● **DATA RECORDS**:
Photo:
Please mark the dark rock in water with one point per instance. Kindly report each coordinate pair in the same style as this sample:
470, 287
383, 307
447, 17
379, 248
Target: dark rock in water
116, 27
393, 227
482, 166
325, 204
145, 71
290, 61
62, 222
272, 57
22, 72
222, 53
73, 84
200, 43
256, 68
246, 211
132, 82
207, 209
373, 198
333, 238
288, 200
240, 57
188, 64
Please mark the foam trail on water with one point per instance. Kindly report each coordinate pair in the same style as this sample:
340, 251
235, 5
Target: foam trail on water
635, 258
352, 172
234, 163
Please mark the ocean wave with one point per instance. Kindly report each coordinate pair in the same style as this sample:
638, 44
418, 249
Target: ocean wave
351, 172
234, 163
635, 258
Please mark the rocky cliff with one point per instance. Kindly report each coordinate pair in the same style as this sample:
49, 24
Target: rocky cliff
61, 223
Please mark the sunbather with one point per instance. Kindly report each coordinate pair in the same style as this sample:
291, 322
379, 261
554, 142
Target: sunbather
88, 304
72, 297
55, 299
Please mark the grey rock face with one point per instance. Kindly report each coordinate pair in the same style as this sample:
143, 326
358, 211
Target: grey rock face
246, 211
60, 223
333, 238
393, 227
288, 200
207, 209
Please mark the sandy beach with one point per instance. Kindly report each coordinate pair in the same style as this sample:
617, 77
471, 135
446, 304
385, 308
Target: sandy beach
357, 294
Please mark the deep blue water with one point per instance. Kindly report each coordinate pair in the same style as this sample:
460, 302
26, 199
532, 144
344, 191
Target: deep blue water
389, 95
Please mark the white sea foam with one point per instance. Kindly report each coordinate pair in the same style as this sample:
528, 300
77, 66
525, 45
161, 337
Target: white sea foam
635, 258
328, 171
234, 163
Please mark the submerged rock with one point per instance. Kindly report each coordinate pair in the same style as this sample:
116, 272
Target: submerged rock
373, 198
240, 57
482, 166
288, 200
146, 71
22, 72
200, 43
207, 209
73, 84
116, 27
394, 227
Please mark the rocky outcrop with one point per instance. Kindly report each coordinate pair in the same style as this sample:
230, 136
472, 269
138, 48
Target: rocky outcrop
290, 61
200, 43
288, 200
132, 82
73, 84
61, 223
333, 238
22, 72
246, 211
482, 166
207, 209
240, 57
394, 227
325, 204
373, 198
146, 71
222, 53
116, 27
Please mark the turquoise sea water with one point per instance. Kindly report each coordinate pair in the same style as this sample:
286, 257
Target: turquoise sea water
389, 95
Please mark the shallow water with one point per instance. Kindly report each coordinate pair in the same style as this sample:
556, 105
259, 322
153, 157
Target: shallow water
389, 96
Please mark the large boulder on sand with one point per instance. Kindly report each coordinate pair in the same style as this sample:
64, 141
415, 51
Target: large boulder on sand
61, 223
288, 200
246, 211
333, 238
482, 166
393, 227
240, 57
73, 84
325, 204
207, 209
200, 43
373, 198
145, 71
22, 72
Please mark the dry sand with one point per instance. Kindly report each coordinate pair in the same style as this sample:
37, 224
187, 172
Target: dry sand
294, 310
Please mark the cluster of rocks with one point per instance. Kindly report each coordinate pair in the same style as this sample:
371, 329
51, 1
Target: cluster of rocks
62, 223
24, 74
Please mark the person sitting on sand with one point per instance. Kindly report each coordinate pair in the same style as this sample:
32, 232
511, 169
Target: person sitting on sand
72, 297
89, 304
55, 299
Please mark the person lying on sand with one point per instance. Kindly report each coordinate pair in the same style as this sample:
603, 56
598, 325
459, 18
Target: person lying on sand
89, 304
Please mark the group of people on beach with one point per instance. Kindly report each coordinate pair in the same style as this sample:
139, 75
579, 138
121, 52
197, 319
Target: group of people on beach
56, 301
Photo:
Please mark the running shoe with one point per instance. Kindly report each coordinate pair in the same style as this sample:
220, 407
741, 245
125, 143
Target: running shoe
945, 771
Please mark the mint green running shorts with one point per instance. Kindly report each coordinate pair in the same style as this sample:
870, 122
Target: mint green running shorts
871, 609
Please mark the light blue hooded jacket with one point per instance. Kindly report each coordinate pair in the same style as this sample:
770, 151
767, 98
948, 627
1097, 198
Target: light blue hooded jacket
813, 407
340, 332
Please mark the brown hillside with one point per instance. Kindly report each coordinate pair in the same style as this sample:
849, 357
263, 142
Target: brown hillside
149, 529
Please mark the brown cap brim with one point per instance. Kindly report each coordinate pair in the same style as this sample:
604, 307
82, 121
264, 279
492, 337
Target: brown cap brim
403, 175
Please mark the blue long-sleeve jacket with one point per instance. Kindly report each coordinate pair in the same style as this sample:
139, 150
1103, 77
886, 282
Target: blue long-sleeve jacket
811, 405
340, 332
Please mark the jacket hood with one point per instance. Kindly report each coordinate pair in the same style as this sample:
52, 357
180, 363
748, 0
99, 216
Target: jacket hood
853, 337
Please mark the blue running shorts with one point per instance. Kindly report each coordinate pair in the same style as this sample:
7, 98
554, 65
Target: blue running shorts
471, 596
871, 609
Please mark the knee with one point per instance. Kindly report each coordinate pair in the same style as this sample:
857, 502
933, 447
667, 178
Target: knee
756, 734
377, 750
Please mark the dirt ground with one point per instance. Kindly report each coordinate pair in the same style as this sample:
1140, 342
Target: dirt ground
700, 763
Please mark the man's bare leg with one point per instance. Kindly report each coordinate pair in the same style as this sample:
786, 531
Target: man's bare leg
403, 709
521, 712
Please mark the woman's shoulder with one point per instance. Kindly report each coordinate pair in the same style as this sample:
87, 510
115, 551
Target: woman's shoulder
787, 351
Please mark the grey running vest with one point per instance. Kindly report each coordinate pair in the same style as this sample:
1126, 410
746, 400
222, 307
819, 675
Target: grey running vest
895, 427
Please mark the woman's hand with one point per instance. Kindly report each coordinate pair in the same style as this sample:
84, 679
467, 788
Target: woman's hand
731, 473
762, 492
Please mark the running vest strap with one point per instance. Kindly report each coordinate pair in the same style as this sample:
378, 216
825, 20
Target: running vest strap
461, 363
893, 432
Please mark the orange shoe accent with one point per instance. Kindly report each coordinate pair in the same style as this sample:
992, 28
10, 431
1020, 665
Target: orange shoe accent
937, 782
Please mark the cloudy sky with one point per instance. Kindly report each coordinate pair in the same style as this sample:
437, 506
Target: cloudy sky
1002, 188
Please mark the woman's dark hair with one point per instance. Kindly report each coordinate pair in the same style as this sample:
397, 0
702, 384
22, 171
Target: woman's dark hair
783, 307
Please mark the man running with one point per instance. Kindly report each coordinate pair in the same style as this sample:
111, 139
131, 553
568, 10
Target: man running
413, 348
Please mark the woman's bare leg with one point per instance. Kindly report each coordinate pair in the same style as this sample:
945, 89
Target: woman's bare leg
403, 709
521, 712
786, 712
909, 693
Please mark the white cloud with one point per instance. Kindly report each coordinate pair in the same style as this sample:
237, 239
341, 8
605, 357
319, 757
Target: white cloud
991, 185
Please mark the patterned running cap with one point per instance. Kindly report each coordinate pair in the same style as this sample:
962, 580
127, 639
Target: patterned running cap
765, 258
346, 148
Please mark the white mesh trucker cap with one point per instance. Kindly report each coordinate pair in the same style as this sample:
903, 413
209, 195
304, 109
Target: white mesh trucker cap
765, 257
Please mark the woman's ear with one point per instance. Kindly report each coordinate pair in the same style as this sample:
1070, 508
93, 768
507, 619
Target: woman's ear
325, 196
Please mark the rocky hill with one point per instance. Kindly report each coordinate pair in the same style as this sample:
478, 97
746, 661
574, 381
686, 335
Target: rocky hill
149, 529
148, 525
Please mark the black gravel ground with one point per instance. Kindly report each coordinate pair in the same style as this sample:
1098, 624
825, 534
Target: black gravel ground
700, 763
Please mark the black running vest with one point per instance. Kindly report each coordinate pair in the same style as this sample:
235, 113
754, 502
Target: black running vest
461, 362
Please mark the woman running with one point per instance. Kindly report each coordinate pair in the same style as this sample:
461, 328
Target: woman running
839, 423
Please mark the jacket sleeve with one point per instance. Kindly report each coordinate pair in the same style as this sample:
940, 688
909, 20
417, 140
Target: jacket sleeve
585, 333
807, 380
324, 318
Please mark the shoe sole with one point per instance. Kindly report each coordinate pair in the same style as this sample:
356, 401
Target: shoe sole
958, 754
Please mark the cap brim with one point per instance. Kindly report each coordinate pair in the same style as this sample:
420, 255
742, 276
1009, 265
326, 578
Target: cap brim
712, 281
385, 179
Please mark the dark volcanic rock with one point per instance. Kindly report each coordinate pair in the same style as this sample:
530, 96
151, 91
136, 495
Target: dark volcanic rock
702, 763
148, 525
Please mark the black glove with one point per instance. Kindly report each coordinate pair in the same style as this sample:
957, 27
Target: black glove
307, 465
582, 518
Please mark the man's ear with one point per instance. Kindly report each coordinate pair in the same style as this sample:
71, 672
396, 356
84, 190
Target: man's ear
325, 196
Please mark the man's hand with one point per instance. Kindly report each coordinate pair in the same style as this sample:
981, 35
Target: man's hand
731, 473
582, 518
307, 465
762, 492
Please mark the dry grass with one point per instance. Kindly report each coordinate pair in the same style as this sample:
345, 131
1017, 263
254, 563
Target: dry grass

● **WHAT NEEDS TO BE DONE**: Can you quote exactly the lines from the one containing "Please mark the black glove" through the last line of the records above, and nothing else?

● **COMPLETE ANSWER**:
Please mark the black glove with one point per instance. Kindly report each coordinate pair in the same style as this sample:
957, 27
Target: black glove
307, 465
582, 518
Please mark the man's ear with one point per instance. Kindly report each coordinate pair in the same style as this sample:
71, 672
396, 356
84, 190
Target: man's ear
325, 196
Please mark the man's hand with one point per instance. Kindly report each coordinate pair in the same style as this sample:
981, 35
Target: man's hand
731, 473
582, 518
307, 465
762, 492
Please mark the dry grass with one point per instance. Kindly report each coordinate pair in the same style as this sample:
345, 131
1017, 263
254, 563
Target: dry grass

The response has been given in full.